— start Selection —
In [1]:
import numpy as np
import nltk
import tensorflow as tf
import tensorflow_hub as hub
from pyspark.sql import SparkSession
from pyspark.sql.functions import udf,mean
import pyspark.sql.functions as f
from pyspark.ml.feature import PCA,VectorAssembler
from pyspark.ml.linalg import Vectors,VectorUDT,DenseVector
from pyspark.sql.types import DoubleType,ArrayType,IntegerType,StringType

VBox()

Starting Spark application


ID,YARN Application ID,Kind,State,Spark UI,Driver log,Current session?
0,application_1558344694965_0001,pyspark,idle,Link,Link,✔


SparkSession available as 'spark'.


In [2]:
spark = SparkSession \
    .builder \
    .config('spark.executor.memory', '6g') \
    .config('spark.executor.cores', '3') \
    .config('spark.num.executor', '20') \
    .appName("Spark Text Encoder example") \
    .getOrCreate()

VBox()

In [10]:
rev_data = "s3://amazon-reviews-pds/tsv/amazon_reviews_us_Music_v1_00.tsv.gz"
revs = spark.read.csv(rev_data,header=True,sep='\t')

VBox()

In [12]:
#define udf for returning the list of the sentences
tokenizer = nltk.data.load('tokenizers/punkt/english.pickle')
sentences = lambda paragraph: tokenizer.tokenize(paragraph)
udf_sentences_list = udf(sentences,ArrayType(StringType()))

VBox()
— end Selection —
— start Data lines —
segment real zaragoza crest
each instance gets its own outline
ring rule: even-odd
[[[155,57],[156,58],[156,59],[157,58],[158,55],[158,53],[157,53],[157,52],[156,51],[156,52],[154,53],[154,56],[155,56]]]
— end Data lines —
**Task description**
Rewrite the notebook passage between "Starting Spark application" and "available as 'spark'.", inclusive, putting "busy" in place of "idle".

**Answer to the problem**
Starting Spark application


ID,YARN Application ID,Kind,State,Spark UI,Driver log,Current session?
0,application_1558344694965_0001,pyspark,busy,Link,Link,✔


SparkSession available as 'spark'.